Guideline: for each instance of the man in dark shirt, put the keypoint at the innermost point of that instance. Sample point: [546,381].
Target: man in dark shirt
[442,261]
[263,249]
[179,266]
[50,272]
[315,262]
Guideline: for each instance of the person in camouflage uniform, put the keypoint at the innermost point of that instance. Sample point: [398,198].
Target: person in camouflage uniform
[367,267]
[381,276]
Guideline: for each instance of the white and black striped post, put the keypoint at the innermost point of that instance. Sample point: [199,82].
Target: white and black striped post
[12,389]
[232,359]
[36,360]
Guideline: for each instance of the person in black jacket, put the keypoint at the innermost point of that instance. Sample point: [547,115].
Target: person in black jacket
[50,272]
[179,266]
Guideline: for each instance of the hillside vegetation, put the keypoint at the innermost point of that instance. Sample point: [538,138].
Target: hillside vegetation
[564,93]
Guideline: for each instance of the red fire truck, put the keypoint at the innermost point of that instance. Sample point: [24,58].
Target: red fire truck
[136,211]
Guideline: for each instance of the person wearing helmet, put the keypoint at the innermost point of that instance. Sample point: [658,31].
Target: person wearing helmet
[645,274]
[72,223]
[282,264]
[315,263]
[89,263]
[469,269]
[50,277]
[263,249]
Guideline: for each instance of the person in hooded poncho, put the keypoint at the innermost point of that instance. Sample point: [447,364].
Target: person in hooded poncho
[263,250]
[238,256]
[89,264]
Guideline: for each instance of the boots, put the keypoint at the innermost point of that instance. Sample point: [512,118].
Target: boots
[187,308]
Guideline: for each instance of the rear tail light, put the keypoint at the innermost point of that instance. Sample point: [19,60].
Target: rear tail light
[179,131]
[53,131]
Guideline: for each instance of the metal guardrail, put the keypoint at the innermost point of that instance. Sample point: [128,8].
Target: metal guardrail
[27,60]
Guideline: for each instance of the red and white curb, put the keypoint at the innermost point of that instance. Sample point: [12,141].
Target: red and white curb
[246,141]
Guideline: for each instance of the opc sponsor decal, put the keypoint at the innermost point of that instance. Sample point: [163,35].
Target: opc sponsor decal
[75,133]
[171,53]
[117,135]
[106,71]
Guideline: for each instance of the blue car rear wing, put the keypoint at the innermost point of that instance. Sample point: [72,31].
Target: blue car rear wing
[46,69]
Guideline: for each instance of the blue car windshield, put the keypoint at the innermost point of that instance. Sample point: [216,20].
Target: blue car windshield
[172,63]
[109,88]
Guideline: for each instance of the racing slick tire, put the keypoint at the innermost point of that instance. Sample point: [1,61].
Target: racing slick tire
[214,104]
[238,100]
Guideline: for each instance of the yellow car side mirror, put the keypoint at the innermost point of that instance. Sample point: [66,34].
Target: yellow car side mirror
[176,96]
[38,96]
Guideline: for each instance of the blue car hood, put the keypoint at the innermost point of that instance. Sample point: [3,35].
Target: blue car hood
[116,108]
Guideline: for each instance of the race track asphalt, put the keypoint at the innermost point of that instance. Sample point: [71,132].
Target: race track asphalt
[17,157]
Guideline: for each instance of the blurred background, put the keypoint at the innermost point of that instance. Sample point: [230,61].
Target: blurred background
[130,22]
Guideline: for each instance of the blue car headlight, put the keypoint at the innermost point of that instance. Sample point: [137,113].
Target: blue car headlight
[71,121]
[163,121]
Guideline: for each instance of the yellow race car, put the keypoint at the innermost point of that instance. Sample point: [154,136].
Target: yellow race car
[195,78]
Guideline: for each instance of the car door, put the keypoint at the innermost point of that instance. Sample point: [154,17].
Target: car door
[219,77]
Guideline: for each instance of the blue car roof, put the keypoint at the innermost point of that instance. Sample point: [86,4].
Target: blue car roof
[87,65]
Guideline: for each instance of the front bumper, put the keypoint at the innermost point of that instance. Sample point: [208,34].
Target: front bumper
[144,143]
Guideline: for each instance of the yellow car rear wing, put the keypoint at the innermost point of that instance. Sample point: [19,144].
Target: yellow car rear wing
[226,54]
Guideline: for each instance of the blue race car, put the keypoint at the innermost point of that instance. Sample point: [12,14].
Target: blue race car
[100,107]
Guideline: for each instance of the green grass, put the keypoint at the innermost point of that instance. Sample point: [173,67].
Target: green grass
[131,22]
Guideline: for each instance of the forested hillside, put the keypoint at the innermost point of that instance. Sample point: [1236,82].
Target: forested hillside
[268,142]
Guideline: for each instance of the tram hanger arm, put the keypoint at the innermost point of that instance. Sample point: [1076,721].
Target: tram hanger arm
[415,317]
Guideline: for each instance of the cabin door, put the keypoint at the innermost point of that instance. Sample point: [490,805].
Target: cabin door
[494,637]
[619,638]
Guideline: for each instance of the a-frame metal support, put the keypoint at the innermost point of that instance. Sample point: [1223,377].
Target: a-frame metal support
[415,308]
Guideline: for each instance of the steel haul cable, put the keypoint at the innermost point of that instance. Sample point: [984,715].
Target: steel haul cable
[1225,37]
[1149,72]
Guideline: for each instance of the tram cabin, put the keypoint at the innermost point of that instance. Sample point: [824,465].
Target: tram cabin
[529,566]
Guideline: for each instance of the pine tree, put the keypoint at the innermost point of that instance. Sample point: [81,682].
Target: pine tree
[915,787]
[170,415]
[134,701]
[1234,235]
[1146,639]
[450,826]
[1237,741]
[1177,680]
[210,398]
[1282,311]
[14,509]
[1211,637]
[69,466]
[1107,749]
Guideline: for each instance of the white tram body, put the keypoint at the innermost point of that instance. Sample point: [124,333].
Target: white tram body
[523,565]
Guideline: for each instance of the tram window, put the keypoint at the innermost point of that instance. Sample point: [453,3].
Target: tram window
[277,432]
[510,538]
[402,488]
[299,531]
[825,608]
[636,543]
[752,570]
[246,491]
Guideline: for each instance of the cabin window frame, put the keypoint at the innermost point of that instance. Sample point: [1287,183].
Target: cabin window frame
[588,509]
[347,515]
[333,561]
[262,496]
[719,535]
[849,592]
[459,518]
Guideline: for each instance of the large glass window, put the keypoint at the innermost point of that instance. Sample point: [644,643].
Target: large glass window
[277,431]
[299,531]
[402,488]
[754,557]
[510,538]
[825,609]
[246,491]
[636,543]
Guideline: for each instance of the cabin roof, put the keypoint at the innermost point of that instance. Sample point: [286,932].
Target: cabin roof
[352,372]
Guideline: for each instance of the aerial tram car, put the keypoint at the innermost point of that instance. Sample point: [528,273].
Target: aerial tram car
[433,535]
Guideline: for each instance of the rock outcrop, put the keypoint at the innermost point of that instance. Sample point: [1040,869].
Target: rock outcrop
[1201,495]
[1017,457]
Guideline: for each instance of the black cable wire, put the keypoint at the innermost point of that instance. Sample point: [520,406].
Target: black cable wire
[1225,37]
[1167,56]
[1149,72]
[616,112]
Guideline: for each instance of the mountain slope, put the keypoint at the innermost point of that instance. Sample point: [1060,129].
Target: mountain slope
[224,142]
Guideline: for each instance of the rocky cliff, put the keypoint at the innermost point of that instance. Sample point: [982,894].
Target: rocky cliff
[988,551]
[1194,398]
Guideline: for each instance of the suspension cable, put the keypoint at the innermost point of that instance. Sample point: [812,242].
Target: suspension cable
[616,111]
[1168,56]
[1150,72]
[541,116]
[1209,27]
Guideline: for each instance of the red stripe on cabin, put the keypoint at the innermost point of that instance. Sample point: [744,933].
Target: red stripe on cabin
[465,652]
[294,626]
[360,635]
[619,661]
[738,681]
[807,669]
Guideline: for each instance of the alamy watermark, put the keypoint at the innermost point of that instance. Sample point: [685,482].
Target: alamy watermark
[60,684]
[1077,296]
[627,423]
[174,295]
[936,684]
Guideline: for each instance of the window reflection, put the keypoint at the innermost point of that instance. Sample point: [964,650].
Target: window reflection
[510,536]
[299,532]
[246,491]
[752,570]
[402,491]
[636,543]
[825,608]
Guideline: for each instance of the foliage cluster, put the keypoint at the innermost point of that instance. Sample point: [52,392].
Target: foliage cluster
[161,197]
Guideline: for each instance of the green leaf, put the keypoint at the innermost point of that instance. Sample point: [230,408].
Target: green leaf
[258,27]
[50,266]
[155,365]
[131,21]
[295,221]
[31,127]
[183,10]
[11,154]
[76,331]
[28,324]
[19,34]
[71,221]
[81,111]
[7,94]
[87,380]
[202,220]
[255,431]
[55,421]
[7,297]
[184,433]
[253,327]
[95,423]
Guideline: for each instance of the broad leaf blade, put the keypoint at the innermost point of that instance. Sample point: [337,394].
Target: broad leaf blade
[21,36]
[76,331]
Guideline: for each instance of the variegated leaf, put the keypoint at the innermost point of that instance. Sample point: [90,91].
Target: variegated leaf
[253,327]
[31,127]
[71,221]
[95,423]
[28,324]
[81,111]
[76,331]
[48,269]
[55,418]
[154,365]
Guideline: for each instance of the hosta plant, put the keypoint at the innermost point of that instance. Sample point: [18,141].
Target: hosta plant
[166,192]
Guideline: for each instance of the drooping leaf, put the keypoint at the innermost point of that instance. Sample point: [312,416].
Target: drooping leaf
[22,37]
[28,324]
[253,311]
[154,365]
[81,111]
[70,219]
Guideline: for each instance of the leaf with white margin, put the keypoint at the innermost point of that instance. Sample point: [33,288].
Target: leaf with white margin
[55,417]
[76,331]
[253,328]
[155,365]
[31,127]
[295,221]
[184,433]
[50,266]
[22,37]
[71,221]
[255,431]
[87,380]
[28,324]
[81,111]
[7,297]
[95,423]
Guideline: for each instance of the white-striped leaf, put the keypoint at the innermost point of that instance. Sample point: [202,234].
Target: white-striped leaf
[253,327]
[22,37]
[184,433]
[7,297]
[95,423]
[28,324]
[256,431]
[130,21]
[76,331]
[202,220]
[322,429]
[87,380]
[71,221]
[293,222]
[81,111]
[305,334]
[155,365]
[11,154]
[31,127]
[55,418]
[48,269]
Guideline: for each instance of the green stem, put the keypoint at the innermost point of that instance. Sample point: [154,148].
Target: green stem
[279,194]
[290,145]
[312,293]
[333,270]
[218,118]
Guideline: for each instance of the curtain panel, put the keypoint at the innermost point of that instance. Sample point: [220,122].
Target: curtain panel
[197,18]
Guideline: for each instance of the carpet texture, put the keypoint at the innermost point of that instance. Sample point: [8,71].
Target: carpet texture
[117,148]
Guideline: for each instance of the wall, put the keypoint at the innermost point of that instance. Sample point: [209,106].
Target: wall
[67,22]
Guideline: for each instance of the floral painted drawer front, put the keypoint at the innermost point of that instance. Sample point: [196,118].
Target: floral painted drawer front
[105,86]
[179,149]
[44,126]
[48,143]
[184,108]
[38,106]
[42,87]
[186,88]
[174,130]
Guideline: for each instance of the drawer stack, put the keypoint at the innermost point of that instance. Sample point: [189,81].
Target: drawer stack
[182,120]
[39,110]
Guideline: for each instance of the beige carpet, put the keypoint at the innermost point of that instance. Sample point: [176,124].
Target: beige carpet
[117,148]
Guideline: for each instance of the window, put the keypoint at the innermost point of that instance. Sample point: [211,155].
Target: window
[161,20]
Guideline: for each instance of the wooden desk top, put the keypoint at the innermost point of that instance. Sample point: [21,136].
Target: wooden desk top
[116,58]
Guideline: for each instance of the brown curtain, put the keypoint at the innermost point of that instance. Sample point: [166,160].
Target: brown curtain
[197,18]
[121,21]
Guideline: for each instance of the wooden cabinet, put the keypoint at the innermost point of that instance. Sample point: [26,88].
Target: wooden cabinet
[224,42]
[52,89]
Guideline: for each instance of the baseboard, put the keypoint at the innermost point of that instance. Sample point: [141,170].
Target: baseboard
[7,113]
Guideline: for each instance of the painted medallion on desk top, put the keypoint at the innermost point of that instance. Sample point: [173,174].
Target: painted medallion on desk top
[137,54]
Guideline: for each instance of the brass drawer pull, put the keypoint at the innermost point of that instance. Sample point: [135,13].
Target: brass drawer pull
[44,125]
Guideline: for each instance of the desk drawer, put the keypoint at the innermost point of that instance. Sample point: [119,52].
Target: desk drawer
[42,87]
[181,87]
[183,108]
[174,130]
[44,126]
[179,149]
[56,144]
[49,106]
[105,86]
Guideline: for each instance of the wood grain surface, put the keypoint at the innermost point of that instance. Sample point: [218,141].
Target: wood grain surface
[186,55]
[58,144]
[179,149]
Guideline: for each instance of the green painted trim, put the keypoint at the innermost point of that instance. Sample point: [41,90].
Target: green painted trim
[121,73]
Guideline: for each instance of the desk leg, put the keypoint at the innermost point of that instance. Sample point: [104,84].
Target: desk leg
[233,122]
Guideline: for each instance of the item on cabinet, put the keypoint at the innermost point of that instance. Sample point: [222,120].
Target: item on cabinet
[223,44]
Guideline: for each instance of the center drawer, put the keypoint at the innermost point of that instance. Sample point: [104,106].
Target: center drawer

■ CHALLENGE ■
All lines from the one containing "Guideline: for each instance of the desk drawer, put" through the end of the records, both ends included, are to be quoted exactly; please add nothing else.

■ ANSWER TO THE TASK ■
Guideline: for each instance of the desk drawer, put the keypoint at the innermost point of that instance. Sample point: [119,52].
Target: desk drawer
[42,87]
[181,87]
[183,108]
[174,130]
[44,126]
[179,149]
[56,144]
[49,106]
[105,86]
Guideline: for each instance of the wood grain surface, put the keypoint at the innermost point of that instance. Sample point: [218,141].
Target: wood grain surface
[186,55]
[58,144]
[179,149]
Guideline: for each instance of the green painted trim, put the keypoint at the innermost point of that instance. Sample point: [41,90].
Target: green painted trim
[121,73]
Guideline: for each instance of the desk leg, put the keypoint at the innermost point of that instance. Sample point: [104,84].
Target: desk leg
[233,122]
Guideline: for each instance of the item on cabinet, put the keypoint at the innermost point of that instance. Sample point: [222,120].
Target: item on cabinet
[223,44]
Guideline: for each instance of the center drawer, put the keypoint at the innermost point of that instance. Sample point: [104,106].
Target: center drawer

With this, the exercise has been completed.